Pull every line containing the word "ground" from the records.

(Referring expression data)
┄┄┄┄┄┄┄┄┄┄┄┄┄┄┄┄┄┄┄┄

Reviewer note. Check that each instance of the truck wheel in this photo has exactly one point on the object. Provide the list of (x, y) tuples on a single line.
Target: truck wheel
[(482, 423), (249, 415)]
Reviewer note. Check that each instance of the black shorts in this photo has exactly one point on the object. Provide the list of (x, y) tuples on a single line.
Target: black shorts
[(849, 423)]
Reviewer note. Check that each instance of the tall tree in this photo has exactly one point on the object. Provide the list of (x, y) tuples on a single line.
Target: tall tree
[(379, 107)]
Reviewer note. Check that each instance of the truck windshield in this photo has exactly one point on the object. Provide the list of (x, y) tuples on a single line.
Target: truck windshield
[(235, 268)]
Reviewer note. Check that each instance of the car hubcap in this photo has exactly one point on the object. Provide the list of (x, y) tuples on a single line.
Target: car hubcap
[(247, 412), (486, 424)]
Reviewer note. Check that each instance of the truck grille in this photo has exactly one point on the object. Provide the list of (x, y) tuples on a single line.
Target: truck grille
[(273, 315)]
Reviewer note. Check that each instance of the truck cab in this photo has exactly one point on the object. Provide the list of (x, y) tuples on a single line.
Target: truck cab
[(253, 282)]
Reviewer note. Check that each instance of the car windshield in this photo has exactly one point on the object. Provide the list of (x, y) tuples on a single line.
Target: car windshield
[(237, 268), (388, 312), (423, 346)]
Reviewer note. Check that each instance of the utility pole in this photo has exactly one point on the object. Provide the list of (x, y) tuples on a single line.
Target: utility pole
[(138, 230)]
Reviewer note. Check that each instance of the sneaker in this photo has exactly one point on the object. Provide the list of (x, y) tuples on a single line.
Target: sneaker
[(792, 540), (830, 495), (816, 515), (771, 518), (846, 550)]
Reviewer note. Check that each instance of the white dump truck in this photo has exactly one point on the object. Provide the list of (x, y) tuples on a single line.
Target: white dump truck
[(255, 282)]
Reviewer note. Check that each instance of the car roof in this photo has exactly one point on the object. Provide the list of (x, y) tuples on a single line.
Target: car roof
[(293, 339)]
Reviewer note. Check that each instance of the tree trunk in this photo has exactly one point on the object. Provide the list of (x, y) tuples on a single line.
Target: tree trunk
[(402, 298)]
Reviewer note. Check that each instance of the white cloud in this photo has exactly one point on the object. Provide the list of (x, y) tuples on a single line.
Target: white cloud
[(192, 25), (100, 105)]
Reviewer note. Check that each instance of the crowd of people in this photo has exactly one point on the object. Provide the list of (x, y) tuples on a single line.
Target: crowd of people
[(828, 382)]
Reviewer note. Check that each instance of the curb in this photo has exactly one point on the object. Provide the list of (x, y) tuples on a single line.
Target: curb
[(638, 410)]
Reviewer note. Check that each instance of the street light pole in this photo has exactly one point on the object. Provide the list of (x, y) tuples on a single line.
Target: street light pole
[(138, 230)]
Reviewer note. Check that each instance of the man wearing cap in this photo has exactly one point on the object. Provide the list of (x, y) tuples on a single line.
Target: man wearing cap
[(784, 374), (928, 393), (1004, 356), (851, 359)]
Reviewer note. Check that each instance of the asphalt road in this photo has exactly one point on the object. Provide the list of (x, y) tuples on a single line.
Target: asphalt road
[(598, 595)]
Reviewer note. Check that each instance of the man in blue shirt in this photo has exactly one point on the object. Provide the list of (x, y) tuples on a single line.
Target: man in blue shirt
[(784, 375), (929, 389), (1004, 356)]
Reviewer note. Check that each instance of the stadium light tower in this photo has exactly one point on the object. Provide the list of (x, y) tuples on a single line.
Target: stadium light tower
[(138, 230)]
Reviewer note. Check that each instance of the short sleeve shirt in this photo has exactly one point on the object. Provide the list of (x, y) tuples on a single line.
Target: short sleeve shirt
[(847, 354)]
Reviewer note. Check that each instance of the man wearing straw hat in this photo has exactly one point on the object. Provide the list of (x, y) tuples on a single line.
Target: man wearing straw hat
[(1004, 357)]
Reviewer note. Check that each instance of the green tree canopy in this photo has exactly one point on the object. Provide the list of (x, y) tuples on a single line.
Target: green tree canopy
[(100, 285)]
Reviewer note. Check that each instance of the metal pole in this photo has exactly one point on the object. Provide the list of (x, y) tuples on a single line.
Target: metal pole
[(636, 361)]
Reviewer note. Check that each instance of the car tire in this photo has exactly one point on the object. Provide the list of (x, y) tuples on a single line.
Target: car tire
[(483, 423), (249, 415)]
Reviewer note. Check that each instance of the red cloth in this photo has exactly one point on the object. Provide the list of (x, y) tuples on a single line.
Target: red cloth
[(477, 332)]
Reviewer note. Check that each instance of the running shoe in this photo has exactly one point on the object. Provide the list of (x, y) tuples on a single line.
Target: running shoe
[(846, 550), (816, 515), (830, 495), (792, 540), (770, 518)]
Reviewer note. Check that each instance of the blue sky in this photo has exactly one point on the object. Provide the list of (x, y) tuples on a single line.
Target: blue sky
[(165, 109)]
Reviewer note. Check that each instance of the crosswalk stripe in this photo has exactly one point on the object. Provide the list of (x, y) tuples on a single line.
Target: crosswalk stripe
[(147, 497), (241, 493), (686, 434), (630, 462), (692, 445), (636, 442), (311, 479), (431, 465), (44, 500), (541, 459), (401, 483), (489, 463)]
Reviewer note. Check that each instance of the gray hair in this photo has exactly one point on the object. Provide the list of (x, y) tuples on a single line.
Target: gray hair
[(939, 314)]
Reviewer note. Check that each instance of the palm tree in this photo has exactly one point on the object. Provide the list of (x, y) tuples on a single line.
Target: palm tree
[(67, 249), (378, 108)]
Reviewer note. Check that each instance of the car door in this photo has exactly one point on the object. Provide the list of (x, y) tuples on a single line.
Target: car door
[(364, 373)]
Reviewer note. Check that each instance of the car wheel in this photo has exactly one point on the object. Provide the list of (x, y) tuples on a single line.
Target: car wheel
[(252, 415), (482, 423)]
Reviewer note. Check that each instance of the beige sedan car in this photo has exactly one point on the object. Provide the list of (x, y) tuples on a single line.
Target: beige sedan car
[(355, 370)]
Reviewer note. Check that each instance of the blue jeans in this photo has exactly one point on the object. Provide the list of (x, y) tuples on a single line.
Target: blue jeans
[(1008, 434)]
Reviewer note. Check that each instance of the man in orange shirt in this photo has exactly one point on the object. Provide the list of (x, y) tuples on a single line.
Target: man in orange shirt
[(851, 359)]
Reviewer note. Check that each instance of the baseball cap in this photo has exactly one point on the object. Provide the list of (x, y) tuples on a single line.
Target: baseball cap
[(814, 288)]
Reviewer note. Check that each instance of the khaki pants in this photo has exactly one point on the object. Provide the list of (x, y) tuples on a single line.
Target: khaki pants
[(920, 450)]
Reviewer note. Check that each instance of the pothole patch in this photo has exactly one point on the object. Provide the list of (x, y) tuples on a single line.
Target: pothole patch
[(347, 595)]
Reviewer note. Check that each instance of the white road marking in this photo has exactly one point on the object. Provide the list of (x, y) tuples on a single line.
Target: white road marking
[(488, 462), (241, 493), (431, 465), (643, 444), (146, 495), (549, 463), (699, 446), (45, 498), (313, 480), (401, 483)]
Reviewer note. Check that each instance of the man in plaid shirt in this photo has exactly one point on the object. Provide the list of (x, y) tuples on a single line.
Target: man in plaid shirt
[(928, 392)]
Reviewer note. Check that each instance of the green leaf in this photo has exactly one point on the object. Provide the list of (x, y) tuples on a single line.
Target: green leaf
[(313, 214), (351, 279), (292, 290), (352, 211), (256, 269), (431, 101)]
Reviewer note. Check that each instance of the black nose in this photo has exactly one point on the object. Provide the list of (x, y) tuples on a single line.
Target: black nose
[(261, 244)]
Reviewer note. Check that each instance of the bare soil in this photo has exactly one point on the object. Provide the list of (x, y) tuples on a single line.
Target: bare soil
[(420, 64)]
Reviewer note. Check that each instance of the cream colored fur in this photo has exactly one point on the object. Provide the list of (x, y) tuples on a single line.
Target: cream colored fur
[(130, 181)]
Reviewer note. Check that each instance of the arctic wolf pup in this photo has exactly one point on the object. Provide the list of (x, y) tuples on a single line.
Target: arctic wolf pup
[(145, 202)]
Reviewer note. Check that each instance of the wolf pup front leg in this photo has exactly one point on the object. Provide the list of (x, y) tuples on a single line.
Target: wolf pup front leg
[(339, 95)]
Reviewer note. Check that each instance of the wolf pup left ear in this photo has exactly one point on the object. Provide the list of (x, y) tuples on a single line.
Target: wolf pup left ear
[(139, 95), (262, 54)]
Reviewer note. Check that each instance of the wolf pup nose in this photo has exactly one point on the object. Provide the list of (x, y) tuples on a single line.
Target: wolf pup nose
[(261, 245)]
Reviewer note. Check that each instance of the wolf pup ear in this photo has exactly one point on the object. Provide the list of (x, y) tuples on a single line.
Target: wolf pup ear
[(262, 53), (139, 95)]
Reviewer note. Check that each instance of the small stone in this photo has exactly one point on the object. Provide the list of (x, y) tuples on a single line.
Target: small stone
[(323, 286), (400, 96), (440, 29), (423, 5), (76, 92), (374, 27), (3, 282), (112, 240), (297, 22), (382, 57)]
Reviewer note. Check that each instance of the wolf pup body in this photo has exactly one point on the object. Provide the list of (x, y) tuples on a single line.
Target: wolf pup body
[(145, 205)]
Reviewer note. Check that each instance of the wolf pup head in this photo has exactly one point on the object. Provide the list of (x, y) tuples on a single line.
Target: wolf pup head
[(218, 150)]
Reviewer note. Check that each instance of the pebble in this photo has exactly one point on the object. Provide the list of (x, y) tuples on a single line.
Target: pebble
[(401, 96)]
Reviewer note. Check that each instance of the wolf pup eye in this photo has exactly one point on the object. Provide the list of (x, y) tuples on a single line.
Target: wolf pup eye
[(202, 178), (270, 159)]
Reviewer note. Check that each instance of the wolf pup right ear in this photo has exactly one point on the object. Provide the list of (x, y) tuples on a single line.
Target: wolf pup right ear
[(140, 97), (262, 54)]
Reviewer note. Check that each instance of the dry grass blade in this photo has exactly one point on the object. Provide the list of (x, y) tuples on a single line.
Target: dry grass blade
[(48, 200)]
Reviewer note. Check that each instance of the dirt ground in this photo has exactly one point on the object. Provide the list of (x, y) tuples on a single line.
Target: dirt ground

┄┄┄┄┄┄┄┄┄┄┄┄┄┄┄┄┄┄┄┄

### Answer space
Reviewer note. Check that each instance of the dirt ground in this photo has exactly one point on the object. Provide the list of (x, y) tuples on a single line.
Target: dirt ground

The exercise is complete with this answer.